■ Problem details
Copy the lines below again, from the line that has "# test: point to the ocean" through the last line, requests included. Raise every point coordinate in the answers by 86 and leave everything else unchanged.

■ Information supplied
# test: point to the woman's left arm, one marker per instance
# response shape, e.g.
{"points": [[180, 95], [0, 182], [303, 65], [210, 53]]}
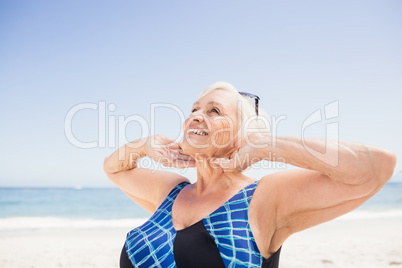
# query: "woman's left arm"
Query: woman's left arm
{"points": [[329, 184]]}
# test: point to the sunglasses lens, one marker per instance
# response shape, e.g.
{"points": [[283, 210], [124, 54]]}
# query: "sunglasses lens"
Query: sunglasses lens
{"points": [[252, 96]]}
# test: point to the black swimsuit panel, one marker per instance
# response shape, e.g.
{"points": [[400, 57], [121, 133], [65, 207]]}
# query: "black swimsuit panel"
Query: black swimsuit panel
{"points": [[223, 239]]}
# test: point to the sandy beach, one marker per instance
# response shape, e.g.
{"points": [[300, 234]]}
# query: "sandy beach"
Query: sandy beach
{"points": [[351, 243]]}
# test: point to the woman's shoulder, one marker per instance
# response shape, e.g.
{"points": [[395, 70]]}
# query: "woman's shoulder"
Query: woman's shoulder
{"points": [[170, 186]]}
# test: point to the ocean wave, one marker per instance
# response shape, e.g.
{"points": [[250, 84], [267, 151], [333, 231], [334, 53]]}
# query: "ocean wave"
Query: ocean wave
{"points": [[14, 223], [55, 222], [371, 214]]}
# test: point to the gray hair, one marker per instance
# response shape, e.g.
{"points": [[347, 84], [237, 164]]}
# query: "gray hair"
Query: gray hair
{"points": [[249, 119]]}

■ Output for this exercise
# test: point to the ocean wave, one marker per instance
# response shape, e.g.
{"points": [[250, 84], [267, 151], [333, 231], [334, 53]]}
# query: "ocean wave"
Query: ocean wave
{"points": [[100, 309], [141, 308], [457, 300]]}
# test: point to the gray hair, one marker per instance
# response shape, e.g.
{"points": [[347, 84], [237, 164]]}
# query: "gray hair"
Query: gray hair
{"points": [[335, 205]]}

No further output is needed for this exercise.